- [Given instruction 1]: In the passage about childhood wonder, put "meadows" in place of "fields" and write out the section that begins at the words "From Rachel Carson’s" and stops after "to be touched.".
- [Given instruction 2]: Carry the passage about childhood wonder forward past its last sentence.

- [Passage to read]:
A child’s world is fresh and new and beautiful, full of wonder and excitement. […] There is the world of little things, seen all too seldom. Many children, perhaps because they themselves are small and closer to the ground than we, notice and delight in the small and inconspicuous.
From Rachel Carson’s The Sense of Wonder

Carson's book was the gift of her life, her most important personal project. It captures a child's wonder and explores how to access it throughout life. I think of a young David Attenborough traipsing in the fields, “just turning over a stone and looking at the animals beneath.” Stones that Mary Oliver lamented sat deep beneath the surface, waiting to be touched.

When naturalist Gerald Durrell was nine, he moved with his family from Britain to the Mediterranean island of Corfu. Unburdened by school or supervision, he began his grand love affair with the out of doors. Durrell became a professional writer and naturist, and even as an adult, his books are flooded with childlike wonder and delight.

At first I was so bewildered by this profusion of life on our very doorstep that I could only move about the garden in a daze, watching now this creature, now that, constantly, having my attention distracted by the flights of brilliant butterflies that drifted over the hedge. Gradually, as I became more used to the bustle of insect life among the flowers, I found I could concentrate more. I would spend hours squatting on my heels or lying on my stomach watching the private lives of creatures.

- [Dataset section]:
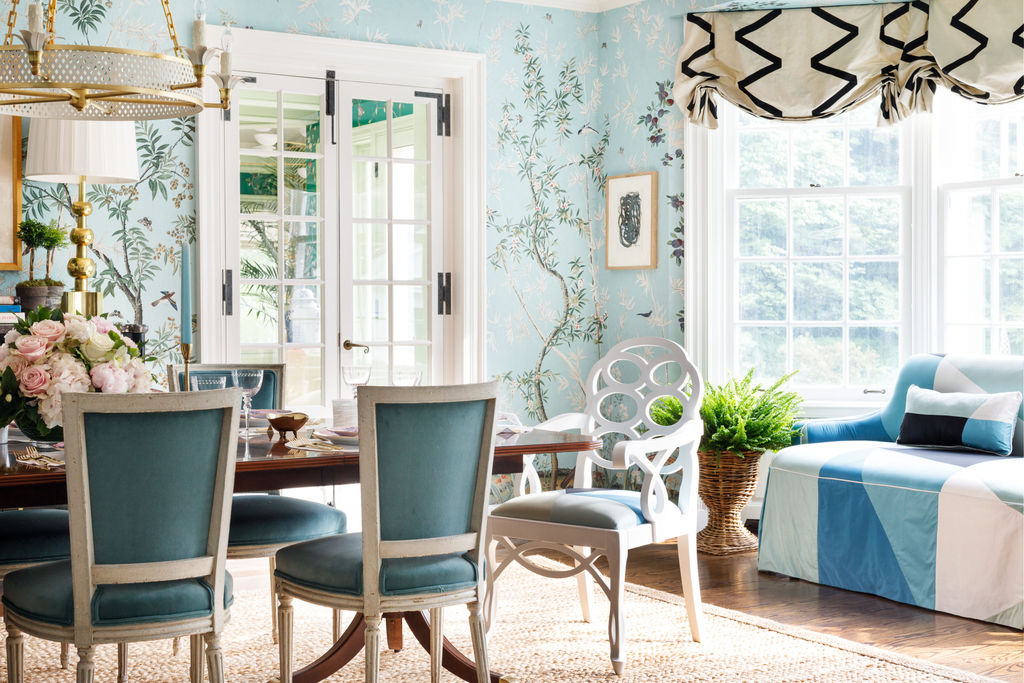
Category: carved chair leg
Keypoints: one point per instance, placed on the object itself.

- [Output 1]:
From Rachel Carson’s The Sense of Wonder

Carson's book was the gift of her life, her most important personal project. It captures a child's wonder and explores how to access it throughout life. I think of a young David Attenborough traipsing in the meadows, “just turning over a stone and looking at the animals beneath.” Stones that Mary Oliver lamented sat deep beneath the surface, waiting to be touched.

- [Output 2]:
From Gerald Durrell's My Family and Other Animals

A child-like mind registers the world with interest, energy, and an overall lightness of being.

Photograph by Ellen Vrana.

What allows that? Free time, unstructured play, unburdened by feelings of consciousness?

Physicist Richard P. Feynman makes the case that the desire to know can drive children about (and that this “pleasure of finding things out” lingers, if nurtured, in adults too).

It is a great adventure to contemplate the universe beyond man, to think of what it means to be without man – as it was for the great part of its long history, and as it is in the great majority of places. When this objective view is finally attained, and the mystery and majesty of matter are appreciated, to then turn the objective eye back on man viewed as matter, to see life as part of the universal mystery of greatest depth, is to sense an experience which is rarely described.
From Richard Feynman’s The Pleasure of Finding Things Out

But knowing as a child is not nearly the same as knowing as an adult.

Rachel Carson saw first-hand that childlike knowledge centers on how things relate to the child's knowledge. My daughter reminds me of this as she tells us a van, tree, telephone pole, and even cloud is either a “Mommy” or a “Daddy” specimen, occasionally “baby.”

 Caterpillars.

Children seem to possess inquisitive minds coupled with tunnel vision as they grasp knowledge and enter it into a puzzle that adults have formed: a sense of self, an understanding of the world, and a sense of the people they know.

“For children, it’s the distance that holds little interest,” observed Rebecca Solnit.

There is no distance in childhood: for a baby, a mother in the other room is gone forever; for a child, the time until a birthday is endless. Whatever is absent is impossible, irretrievable, unreachable. Their mental landscape is like that of a medieval paintings: a foreground full of vivid things and then a wall.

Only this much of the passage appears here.